Explore the material
(A) Could you reproduce the part of the Salt Sea Bound review starting at "The title track" and ending at "and instrumental compatibility."?
(B) Can you carry on the Salt Sea Bound review past its final sentence?

Polecat Creek, |
Salt Sea Bound
Listen to this album all the way through at least once. Don't even look at the CD jacket first. Salt Sea Bound sounds like a compilation album of authentic Appalachian music, doesn't it? Well, yes it does, but no it's not. I was pleasantly surprised that 13 of the 14 songs on this album are original. Usually there are some subtle clues either in the instruments or the lyrics that give away that it's an homage album. But you know, Polecat Creek is just that good at creating a pure Appalachian sound. (I shouldn't be surprised, though; hailing from North Carolina, it must be in their blood.)
Salt Sea Bound follows the true spirit of Appalachian music by fusing interesting narratives with accessible instrumentation. This quintet treats each song as its own story, from the content to the pace to the choice of instruments. The narrative is provided through the well-matched vocals of Laurelyn Dossett and Kari Sickenberger. In all but one a cappella song, Riley Baugus, Steve Block and David Bailey provide background vocals and selective accompaniment to showcase the ladies' twangy vocals. All too often, instrumentalists aren't given enough attention for their ability to avoid attention.
The title track is a great example of the coordinated effort of the vocals and instruments. Note Riley's controlled rhythmic strumming to emphasize the varying vocal speeds. "Take Me Down" buzzes in your ear to get your attention, levels off to welcome you in and then keeps you. In "Spirits in the Bottle Trees," an excellent slide guitar instantly sets the mood and creates the framework for this dramatic lament. "Surry County's Burning" and "Good Night" are other nice instances of the quintet's vocal and instrumental compatibility.

Stored data entries
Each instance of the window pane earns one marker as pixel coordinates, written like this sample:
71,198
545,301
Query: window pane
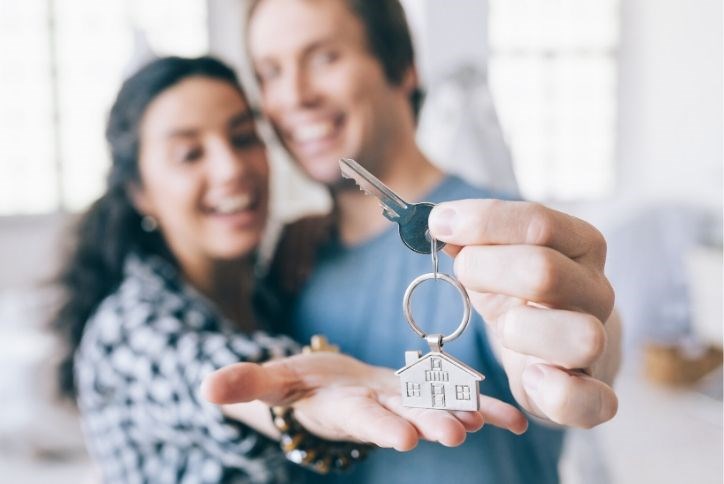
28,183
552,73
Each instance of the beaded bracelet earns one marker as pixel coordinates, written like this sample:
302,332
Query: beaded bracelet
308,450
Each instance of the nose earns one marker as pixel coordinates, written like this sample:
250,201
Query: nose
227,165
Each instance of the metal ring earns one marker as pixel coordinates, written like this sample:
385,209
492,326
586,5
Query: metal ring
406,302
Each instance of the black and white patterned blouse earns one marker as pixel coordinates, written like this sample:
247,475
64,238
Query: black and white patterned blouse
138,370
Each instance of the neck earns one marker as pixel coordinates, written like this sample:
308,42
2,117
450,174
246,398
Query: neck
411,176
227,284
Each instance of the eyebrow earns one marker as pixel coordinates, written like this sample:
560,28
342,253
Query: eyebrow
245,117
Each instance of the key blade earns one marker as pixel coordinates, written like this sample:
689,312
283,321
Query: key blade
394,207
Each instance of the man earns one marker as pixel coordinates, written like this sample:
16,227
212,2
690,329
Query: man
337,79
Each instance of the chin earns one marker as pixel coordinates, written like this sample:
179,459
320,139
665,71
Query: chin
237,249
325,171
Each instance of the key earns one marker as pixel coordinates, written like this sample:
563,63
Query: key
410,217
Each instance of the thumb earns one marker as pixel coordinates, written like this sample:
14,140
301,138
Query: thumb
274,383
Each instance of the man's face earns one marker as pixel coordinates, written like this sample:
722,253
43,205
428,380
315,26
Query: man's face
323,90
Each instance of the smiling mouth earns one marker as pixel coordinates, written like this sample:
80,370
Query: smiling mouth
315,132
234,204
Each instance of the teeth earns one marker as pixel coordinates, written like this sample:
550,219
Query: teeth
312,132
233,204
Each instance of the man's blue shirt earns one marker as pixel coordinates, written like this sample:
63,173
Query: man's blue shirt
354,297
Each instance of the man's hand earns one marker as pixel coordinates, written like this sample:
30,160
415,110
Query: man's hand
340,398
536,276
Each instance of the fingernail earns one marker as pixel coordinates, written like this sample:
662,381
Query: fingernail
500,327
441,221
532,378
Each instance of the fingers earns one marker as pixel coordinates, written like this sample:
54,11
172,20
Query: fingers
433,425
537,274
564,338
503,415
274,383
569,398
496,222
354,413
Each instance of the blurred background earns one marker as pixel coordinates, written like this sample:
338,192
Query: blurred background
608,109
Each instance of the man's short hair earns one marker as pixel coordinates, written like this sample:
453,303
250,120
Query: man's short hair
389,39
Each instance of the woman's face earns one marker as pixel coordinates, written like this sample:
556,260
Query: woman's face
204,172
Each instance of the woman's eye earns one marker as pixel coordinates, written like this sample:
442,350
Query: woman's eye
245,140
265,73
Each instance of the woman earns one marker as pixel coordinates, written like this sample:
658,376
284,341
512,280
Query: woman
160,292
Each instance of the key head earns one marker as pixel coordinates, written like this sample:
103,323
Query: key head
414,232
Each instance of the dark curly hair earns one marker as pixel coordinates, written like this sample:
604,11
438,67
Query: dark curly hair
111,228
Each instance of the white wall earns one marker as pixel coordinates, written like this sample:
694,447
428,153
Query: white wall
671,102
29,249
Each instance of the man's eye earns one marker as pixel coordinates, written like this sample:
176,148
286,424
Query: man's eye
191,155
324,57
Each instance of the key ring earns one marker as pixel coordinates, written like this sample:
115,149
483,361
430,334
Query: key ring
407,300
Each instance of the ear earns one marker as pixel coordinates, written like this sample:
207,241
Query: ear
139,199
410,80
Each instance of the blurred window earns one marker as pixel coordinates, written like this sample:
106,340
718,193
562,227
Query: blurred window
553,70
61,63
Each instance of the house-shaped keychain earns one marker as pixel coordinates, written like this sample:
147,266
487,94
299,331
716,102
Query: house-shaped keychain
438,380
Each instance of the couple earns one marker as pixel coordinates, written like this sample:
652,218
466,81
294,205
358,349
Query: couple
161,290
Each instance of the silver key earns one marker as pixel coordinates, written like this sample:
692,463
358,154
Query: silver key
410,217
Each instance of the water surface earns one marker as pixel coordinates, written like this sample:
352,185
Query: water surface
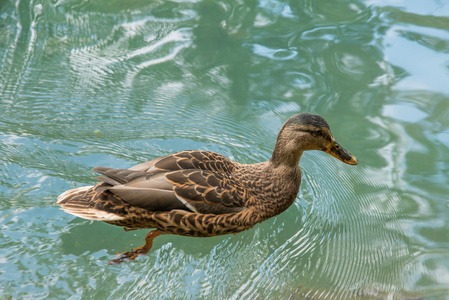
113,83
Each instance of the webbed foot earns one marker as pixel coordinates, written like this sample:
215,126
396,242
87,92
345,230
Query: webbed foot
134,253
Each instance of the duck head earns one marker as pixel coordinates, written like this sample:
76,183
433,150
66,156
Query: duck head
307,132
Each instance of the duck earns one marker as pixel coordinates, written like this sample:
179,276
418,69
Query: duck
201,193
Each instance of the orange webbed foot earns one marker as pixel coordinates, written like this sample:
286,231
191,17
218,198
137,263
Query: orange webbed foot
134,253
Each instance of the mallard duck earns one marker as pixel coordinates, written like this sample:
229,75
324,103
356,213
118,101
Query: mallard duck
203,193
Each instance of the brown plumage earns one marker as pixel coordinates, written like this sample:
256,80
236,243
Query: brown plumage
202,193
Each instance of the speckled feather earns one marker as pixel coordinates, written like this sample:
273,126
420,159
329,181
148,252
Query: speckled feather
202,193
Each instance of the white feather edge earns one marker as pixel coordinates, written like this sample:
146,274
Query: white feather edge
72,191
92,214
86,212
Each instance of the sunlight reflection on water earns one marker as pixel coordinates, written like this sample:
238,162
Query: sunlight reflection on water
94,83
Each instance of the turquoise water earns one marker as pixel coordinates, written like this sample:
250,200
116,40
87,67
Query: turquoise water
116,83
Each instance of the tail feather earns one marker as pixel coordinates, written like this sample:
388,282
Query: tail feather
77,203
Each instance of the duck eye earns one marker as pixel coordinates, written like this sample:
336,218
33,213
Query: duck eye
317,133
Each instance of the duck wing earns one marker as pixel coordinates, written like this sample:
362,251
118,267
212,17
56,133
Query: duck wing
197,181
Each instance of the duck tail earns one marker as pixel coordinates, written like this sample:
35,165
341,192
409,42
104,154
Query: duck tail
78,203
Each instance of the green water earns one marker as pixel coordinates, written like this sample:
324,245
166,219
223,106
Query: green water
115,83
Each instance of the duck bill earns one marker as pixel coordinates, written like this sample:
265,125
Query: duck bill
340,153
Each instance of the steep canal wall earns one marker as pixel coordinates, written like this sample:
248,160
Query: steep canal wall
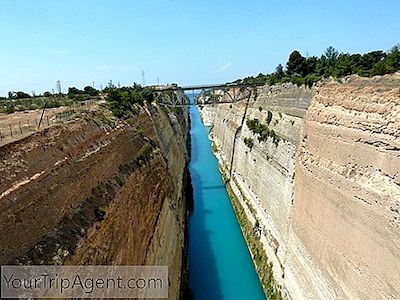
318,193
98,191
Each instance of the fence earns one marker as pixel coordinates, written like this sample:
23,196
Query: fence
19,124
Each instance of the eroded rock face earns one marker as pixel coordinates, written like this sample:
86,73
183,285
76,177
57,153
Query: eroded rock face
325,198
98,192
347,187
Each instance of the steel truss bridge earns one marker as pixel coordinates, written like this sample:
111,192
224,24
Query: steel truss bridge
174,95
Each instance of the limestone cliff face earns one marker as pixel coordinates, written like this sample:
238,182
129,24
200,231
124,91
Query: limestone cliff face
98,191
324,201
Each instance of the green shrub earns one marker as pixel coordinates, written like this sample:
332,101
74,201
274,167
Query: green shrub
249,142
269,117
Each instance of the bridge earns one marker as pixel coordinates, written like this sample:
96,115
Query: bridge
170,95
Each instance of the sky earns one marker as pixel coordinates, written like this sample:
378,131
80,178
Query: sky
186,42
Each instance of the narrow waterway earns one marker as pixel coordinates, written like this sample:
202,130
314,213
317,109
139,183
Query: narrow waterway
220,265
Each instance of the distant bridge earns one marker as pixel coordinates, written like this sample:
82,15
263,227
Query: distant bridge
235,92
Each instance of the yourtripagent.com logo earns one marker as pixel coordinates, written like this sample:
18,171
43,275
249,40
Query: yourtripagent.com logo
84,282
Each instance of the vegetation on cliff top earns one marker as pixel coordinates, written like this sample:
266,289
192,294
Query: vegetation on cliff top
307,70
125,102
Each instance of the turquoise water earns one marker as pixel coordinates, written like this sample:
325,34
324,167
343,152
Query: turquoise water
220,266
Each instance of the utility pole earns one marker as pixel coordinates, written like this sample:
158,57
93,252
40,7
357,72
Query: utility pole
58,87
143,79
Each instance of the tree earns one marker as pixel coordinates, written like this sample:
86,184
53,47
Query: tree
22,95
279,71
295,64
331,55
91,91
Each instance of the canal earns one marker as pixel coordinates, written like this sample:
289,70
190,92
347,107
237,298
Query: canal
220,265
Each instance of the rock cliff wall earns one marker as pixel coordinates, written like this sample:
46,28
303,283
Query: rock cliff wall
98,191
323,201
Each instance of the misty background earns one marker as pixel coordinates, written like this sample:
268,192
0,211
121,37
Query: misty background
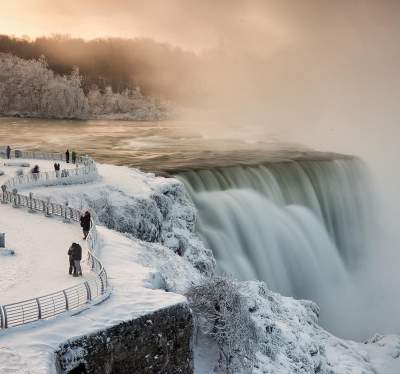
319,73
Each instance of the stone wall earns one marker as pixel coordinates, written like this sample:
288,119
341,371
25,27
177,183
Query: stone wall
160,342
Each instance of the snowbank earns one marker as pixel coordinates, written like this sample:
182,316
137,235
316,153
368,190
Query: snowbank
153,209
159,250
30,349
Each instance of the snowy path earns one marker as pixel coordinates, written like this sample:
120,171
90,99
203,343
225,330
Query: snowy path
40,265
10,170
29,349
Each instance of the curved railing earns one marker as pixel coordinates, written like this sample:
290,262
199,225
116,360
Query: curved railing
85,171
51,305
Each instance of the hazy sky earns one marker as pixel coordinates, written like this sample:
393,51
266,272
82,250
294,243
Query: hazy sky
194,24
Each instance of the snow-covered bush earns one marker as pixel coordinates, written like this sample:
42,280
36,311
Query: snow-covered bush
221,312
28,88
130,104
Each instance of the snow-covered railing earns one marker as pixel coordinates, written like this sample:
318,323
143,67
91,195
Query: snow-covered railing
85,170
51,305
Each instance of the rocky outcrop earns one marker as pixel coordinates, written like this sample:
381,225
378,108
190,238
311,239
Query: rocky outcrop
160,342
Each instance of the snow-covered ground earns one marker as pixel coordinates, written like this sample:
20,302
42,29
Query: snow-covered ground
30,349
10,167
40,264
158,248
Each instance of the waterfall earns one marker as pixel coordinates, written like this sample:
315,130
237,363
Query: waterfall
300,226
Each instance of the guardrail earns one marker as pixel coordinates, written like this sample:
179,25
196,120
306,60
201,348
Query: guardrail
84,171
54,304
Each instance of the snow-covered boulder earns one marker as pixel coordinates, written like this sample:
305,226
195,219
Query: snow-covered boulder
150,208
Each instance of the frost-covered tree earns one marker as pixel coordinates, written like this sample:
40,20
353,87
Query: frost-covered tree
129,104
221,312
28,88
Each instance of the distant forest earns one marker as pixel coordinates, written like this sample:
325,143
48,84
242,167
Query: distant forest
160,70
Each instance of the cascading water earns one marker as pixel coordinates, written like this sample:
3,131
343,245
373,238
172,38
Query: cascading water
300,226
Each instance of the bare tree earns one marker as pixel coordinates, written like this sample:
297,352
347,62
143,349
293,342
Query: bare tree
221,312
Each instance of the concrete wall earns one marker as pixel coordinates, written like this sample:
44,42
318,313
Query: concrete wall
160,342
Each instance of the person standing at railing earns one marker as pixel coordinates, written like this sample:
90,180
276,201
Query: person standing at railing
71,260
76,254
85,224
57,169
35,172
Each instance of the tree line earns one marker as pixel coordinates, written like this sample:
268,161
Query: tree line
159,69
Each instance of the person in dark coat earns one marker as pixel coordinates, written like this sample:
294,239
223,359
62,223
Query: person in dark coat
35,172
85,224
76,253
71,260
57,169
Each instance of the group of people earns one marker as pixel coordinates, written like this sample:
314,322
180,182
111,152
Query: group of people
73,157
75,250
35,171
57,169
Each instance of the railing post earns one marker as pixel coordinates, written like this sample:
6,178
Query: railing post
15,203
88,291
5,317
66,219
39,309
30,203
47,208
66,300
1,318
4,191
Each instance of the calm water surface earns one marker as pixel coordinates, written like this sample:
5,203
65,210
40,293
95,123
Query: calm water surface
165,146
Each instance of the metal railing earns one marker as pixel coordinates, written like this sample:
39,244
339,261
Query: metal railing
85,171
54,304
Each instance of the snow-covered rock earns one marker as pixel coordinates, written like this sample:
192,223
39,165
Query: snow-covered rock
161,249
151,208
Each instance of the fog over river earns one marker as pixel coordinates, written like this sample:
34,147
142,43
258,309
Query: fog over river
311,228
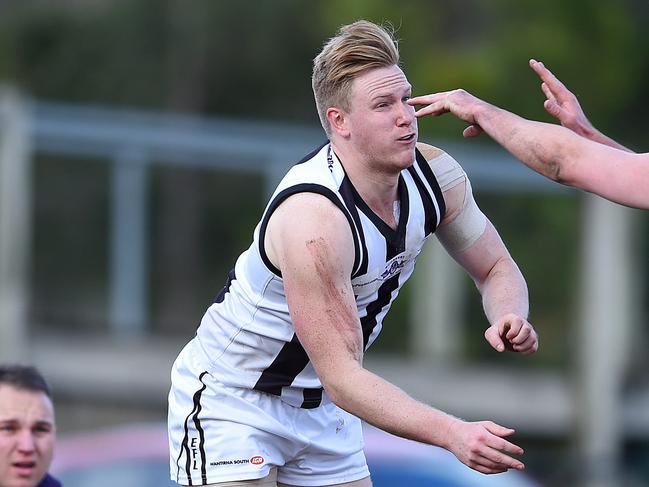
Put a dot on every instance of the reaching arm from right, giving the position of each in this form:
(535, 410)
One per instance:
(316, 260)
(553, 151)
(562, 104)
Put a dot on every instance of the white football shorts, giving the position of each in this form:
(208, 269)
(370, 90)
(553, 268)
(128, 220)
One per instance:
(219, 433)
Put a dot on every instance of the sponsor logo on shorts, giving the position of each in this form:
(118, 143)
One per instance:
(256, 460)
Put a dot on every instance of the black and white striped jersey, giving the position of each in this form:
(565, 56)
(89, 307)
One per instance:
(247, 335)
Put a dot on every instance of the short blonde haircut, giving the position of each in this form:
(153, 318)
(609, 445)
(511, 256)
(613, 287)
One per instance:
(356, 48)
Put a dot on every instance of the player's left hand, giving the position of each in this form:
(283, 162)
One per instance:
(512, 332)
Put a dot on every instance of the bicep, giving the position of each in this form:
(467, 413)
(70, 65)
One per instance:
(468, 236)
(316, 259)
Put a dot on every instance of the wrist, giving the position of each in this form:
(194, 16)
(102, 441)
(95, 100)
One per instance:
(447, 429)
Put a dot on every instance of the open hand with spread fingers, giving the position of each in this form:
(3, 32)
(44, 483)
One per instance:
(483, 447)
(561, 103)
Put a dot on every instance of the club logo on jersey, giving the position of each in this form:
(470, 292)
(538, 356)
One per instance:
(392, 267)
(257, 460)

Answers in order
(A)
The title track is a great example of the coordinated effort of the vocals and instruments. Note Riley's controlled rhythmic strumming to emphasize the varying vocal speeds. "Take Me Down" buzzes in your ear to get your attention, levels off to welcome you in and then keeps you. In "Spirits in the Bottle Trees," an excellent slide guitar instantly sets the mood and creates the framework for this dramatic lament. "Surry County's Burning" and "Good Night" are other nice instances of the quintet's vocal and instrumental compatibility.

(B)
With all this talk of narrative and compatibility, there's one flaw -- the whole album. Each song is a gem, but Salt Sea Bound has the feel of a compilation album. There is so much intention in the style and choice of instruments in every song that I would expect the same intentions in the grouping of those songs. There's no sense of linkage among the tracks. For example, the intensely morose "The Bottomland" is followed by the light-hearted, cheery "Bluebird." In the course of six minutes and ten seconds you go from the depths of despair to praising the sunlight. In this one example the mood shift is nearly toxic, but in other cases the effect is not as stark.
So, the whole album isn't quite a "whole" but a collection of great songs -- a minor flaw. Fortunately, Polecat Creek's talents in each song easily overshadow this one flaw.